(Photo-based point labeling data)
■ ■ ■ ■ ■
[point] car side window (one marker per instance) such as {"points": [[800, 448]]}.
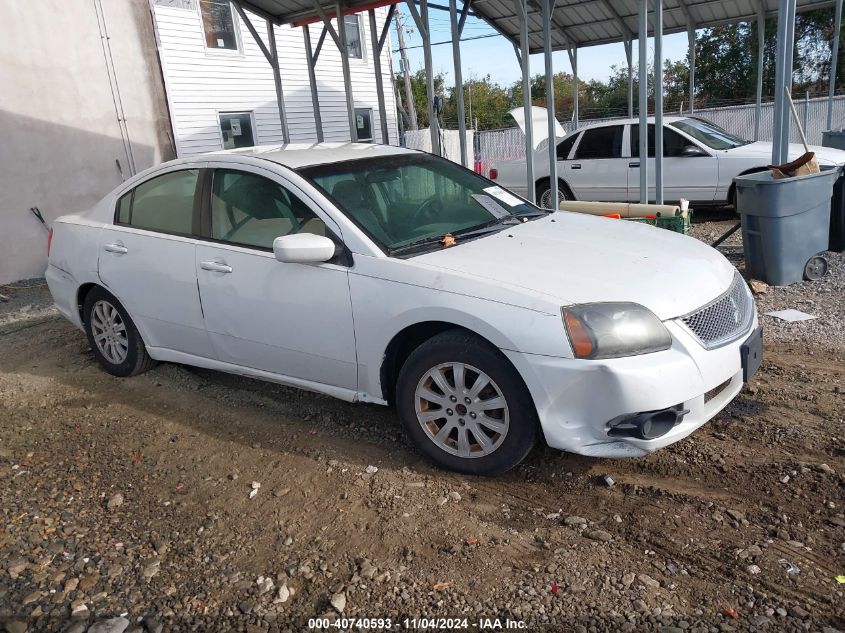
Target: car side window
{"points": [[565, 146], [164, 203], [673, 143], [601, 142], [250, 210]]}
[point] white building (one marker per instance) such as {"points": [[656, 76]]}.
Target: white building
{"points": [[220, 87], [117, 86]]}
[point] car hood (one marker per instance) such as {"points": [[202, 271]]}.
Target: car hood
{"points": [[570, 258], [763, 151]]}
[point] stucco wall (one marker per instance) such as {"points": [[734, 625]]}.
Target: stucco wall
{"points": [[61, 140]]}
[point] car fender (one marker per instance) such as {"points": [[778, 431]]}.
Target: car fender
{"points": [[382, 308]]}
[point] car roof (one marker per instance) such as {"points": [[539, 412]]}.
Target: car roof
{"points": [[633, 120], [297, 155]]}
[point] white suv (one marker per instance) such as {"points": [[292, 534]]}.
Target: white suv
{"points": [[601, 162]]}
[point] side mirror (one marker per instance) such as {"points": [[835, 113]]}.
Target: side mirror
{"points": [[692, 150], [303, 248]]}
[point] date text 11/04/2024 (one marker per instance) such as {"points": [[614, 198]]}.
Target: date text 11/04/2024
{"points": [[424, 624]]}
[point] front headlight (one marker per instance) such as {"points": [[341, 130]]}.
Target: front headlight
{"points": [[612, 330]]}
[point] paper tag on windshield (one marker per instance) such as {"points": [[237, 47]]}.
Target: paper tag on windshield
{"points": [[491, 205], [502, 195]]}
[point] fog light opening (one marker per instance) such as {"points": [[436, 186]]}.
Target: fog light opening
{"points": [[649, 425]]}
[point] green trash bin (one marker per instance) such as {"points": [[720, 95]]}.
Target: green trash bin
{"points": [[785, 225]]}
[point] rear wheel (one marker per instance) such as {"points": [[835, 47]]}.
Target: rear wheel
{"points": [[112, 335], [465, 406]]}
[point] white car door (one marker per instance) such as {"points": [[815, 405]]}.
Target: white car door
{"points": [[289, 319], [146, 260], [689, 170], [597, 170]]}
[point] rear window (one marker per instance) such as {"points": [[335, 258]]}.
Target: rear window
{"points": [[601, 142], [164, 203]]}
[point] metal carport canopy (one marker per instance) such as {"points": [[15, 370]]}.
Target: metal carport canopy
{"points": [[579, 23]]}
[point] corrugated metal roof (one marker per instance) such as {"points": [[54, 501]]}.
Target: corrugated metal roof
{"points": [[591, 22], [575, 22]]}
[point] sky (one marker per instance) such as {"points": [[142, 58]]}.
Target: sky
{"points": [[495, 56]]}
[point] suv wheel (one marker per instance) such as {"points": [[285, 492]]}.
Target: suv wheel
{"points": [[465, 406]]}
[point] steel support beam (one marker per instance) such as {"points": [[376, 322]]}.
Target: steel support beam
{"points": [[691, 44], [524, 44], [382, 109], [642, 103], [573, 61], [277, 80], [783, 80], [761, 43], [831, 89], [459, 80], [548, 10], [421, 20], [658, 101], [311, 60], [347, 75], [629, 54]]}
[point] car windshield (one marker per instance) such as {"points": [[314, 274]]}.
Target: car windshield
{"points": [[708, 133], [408, 200]]}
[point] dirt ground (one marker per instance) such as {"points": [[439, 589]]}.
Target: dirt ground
{"points": [[132, 498]]}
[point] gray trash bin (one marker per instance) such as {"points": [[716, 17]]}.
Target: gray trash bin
{"points": [[785, 225], [834, 138]]}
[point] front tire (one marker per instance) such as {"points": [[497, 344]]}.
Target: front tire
{"points": [[464, 405], [544, 193], [113, 337]]}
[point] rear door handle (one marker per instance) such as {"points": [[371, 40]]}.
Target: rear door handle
{"points": [[216, 267], [117, 248]]}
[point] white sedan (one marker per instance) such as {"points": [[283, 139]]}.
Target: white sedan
{"points": [[601, 162], [379, 274]]}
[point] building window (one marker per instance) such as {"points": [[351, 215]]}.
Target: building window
{"points": [[364, 124], [236, 128], [218, 23], [353, 36]]}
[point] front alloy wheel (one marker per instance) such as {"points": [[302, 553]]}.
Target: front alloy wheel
{"points": [[112, 335], [462, 410], [464, 405]]}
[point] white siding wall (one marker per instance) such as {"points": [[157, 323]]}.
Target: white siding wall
{"points": [[201, 83]]}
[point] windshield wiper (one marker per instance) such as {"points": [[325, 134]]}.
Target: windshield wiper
■ ■ ■ ■ ■
■ WHAT THE EXERCISE ASKS ■
Leave out the pictures and print each record exactly as it stands.

■ REPLY ■
[point] car side window (one marker per instance) such as {"points": [[800, 448]]}.
Target: car side window
{"points": [[565, 146], [164, 203], [673, 143], [601, 142], [250, 210]]}
[point] white building (one marker per instance) such as {"points": [[656, 76]]}.
Target: white building
{"points": [[220, 87], [117, 86]]}
[point] car hood (one marker per instance) such as {"points": [[202, 271]]}.
Target: car hood
{"points": [[570, 258], [763, 151]]}
[point] stucco wall (one marker per instance) such as {"points": [[734, 625]]}.
Target: stucco wall
{"points": [[61, 140]]}
[point] car fender (one marker per instance) such as {"points": [[778, 431]]}.
Target: car fender
{"points": [[382, 308]]}
[point] car roof (one marker per instance) such as {"points": [[539, 412]]}.
Target: car roof
{"points": [[633, 120], [297, 155]]}
[point] white suv (one marker per instance) such as {"points": [[292, 534]]}.
Target: white suv
{"points": [[601, 162]]}
[point] side mirror (one marker per instance) such as {"points": [[835, 113]]}.
Target: side mirror
{"points": [[692, 150], [303, 248]]}
[point] date text 11/04/2024 (one marker per instance) such as {"points": [[614, 198]]}.
Target: date text 11/04/2024
{"points": [[424, 624]]}
[point] front headlight (one marker per instance) such as {"points": [[341, 130]]}.
Target: front headlight
{"points": [[612, 330]]}
[point] paper tag on windshield (one marker per instance) such as {"points": [[237, 47]]}.
Target: paper tag on windshield
{"points": [[491, 205], [502, 195]]}
[point] fog light opening (one marker per instance) such as {"points": [[436, 186]]}.
Target: fog light opening
{"points": [[649, 425]]}
[point] green trash bin (one marker per instance) such as {"points": [[720, 95]]}.
Target: green trash bin
{"points": [[785, 225]]}
[point] rear wheel (one marker per instance) such as {"points": [[835, 47]]}.
Target: rear wheel
{"points": [[112, 335], [465, 406]]}
[point] white car door (one marker per instance) such as {"points": [[815, 405]]}.
Target: white car door
{"points": [[289, 319], [146, 260], [689, 170], [597, 170]]}
[point] rear window (one marker per instance) such as {"points": [[335, 258]]}.
Target: rear window
{"points": [[601, 142], [164, 203]]}
[point] metal carport canopy (one marker per instance) such as {"points": [[15, 370]]}.
Target: metal carport canopy
{"points": [[579, 23]]}
[point] corrugated metal roof (one marker per instance) such as {"points": [[54, 501]]}.
Target: corrugated metal roof
{"points": [[591, 22], [575, 22]]}
[point] sky (one marker per instance) such as {"points": [[142, 58]]}.
Target: sky
{"points": [[495, 56]]}
[point] suv wheel (one marker per instance) such as {"points": [[285, 492]]}.
Target: suv wheel
{"points": [[465, 406]]}
[point] steel support beam (one marker per instance) such as {"points": [[376, 322]]}.
Target: steel support beam
{"points": [[691, 44], [524, 44], [382, 109], [642, 103], [573, 61], [277, 80], [783, 80], [761, 43], [831, 89], [459, 80], [548, 10], [421, 20], [658, 101], [311, 60], [347, 75], [629, 54]]}
[point] car windshield (one marker per instance) such as {"points": [[314, 274]]}.
Target: car windshield
{"points": [[708, 133], [408, 200]]}
[point] dirt ground (one marker per instance) such as {"points": [[439, 589]]}.
Target: dirt ground
{"points": [[132, 498]]}
[point] gray trash bin (one marker per instance) such as {"points": [[716, 17]]}.
Target: gray trash bin
{"points": [[785, 225], [834, 138]]}
[point] front tire (one marker per instance) such as {"points": [[497, 344]]}.
Target: front tire
{"points": [[464, 405], [544, 193], [113, 337]]}
[point] rear door handle (one marker per instance) such as {"points": [[371, 40]]}.
Target: rear door handle
{"points": [[216, 267], [117, 248]]}
[point] white sedan (one marker per instance) such as {"points": [[283, 139]]}.
Target: white sedan
{"points": [[601, 162], [379, 274]]}
[point] building window (one marker per instance) such as {"points": [[351, 215]]}.
Target: building window
{"points": [[364, 124], [236, 128], [218, 23], [353, 36]]}
[point] front alloy wheel (one marker per instance) such as {"points": [[302, 553]]}.
Target: front alloy wheel
{"points": [[112, 335], [462, 410], [464, 405]]}
[point] white siding wall (one marker per instance) such as {"points": [[157, 323]]}.
Target: white siding wall
{"points": [[201, 83]]}
[point] windshield wiper (one marker per instance) such as {"points": [[325, 134]]}.
Target: windshield wiper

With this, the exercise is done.